* [Work item]: Scan the records for the word "riding". Copy each line that includes it.
Start of Material shown
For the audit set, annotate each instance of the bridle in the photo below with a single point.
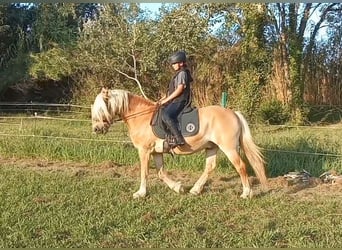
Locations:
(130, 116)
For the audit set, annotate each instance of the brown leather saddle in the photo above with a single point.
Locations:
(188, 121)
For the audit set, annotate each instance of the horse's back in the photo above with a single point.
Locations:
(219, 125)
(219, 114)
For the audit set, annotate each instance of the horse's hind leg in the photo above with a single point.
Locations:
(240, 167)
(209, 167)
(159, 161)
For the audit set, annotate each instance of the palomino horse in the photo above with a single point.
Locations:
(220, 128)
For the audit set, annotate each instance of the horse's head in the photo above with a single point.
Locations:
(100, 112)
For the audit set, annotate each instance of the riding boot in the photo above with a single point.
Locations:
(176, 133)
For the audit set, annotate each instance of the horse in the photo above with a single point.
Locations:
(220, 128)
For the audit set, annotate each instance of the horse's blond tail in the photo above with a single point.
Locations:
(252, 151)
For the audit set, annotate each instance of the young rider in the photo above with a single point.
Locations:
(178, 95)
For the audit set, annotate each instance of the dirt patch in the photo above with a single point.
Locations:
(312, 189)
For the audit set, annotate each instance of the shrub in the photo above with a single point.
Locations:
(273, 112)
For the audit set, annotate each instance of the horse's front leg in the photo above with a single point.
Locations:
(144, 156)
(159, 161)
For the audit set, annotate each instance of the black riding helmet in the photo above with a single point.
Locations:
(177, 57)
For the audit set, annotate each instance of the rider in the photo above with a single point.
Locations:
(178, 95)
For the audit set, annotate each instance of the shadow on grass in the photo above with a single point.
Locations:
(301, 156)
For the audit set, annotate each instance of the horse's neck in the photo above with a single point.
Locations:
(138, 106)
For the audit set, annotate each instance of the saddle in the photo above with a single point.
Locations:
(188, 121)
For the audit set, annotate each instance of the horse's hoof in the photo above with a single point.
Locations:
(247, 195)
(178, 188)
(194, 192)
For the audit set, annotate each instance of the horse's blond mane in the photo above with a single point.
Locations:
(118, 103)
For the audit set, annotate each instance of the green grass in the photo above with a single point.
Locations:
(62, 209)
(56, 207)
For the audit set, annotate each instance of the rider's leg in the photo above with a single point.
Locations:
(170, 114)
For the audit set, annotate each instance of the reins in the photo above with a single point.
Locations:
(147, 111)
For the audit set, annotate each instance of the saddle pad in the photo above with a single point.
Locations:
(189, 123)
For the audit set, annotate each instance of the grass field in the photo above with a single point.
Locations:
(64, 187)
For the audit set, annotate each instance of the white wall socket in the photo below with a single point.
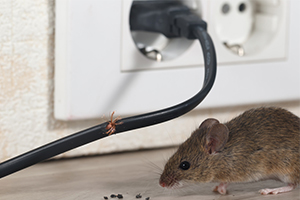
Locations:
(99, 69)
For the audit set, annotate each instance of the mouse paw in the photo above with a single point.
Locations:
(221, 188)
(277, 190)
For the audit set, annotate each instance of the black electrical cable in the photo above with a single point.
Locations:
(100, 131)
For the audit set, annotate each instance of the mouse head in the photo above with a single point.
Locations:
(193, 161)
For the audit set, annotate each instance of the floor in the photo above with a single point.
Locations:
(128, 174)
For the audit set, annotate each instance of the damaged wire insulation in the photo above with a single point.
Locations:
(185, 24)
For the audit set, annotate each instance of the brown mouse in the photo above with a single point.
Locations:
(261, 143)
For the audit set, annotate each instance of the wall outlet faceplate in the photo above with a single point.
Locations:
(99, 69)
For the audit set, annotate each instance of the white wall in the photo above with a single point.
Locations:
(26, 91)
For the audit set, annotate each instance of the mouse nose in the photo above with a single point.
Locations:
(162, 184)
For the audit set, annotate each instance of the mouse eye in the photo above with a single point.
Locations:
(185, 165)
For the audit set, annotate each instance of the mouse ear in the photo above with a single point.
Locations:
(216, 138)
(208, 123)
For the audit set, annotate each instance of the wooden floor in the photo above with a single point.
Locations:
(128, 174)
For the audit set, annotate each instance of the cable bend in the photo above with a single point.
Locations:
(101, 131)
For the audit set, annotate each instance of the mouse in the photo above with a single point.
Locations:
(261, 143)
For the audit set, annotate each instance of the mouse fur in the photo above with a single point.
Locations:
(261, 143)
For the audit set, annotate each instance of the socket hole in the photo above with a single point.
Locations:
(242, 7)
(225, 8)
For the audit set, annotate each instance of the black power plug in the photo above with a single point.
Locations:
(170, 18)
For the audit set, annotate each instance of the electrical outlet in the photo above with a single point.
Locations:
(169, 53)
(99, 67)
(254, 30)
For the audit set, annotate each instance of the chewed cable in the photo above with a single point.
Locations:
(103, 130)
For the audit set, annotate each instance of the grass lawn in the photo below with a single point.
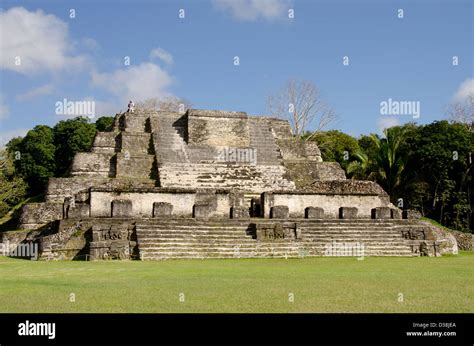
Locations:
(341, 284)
End of Material shown
* [Answer space]:
For the audit set, annotate each instance of the riding boot in the photo above with a single point.
For the audit set, annotate each instance of the black riding helmet in the photo above with a single point.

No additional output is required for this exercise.